• [TASKS TO CARRY OUT]
**A.** Write out the passage of the scene-by-scene song notes that opens with the words containing "Scene three: (19)" and closes with "hero and heroine.".
**B.** Please condense the paragraph of the scene-by-scene song notes beginning "Scene five: (21) Solo Giroflée" into a short list, keeping its main facts.

• [DOCUMENT EXCERPT]
BEGIN

Scene three: (19) Hunter's chorus to the tune of 'La Saint-Hubert' by Jullien

Scene four: (20) ensemble Mother Goose and Fanfreluche to a tune (unknown to me) 'Paris à l'eau'

Scene five: (21) Solo Giroflée. To the music of the famous romance entitled 'Les Yeux d'une mère, ou huit ans d'absence' by the popular songwriter (and specialist in 'mother' songs), Loïsa Puget, and popularised by Elisa Iweins-d'Hennin in the nation's concert rooms. Previously used prominently by the Cogniards in Iwan le moujick as a duet for hero and heroine.

Scene six: (22) Solo Prince to the tune of 'Ange de bonheur'. This would appear to be the ballad of that title composed by Joseph Vimeux


Scene one (23) trio Giroflée, Fanfreluche, Prince to the tune of 'De tous les maux ici-bas' which appears to have been another hardy annual. It had been used in La Fille de l'air (1837), and it was used in 1820, in a piece titled L'Ermite de Saint-Avelle, when, although the music was declared to be 'by' Guiseppe Louis Ballochi, it was attributed to J D Doche. The score of this piece is in the Sorbonne if anyone would like to check.

END

• [Segmentation mask data]
BEGIN

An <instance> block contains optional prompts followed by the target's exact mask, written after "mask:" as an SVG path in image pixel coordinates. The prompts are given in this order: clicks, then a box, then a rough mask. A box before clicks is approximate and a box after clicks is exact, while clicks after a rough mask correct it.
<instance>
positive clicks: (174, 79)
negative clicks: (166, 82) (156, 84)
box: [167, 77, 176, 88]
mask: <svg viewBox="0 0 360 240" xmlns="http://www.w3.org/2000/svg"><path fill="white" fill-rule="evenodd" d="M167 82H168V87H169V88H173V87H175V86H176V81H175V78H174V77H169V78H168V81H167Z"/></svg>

END

• [TASK ANSWERS]
**A.**
Scene three: (19) Hunter's chorus to the tune of 'La Saint-Hubert' by Jullien

Scene four: (20) ensemble Mother Goose and Fanfreluche to a tune (unknown to me) 'Paris à l'eau'

Scene five: (21) Solo Giroflée. To the music of the famous romance entitled 'Les Yeux d'une mère, ou huit ans d'absence' by the popular songwriter (and specialist in 'mother' songs), Loïsa Puget, and popularised by Elisa Iweins-d'Hennin in the nation's concert rooms. Previously used prominently by the Cogniards in Iwan le moujick as a duet for hero and heroine.

**B.**
- Scene five, number 21: a solo for Giroflée.
- Tune: the well-known romance 'Les Yeux d'une mère, ou huit ans d'absence' by Loïsa Puget, a popular songwriter who specialized in 'mother' songs.
- Elisa Iweins-d'Hennin popularized it in the nation's concert rooms.
- The Cogniards had earlier used it prominently in Iwan le moujick as a duet for hero and heroine.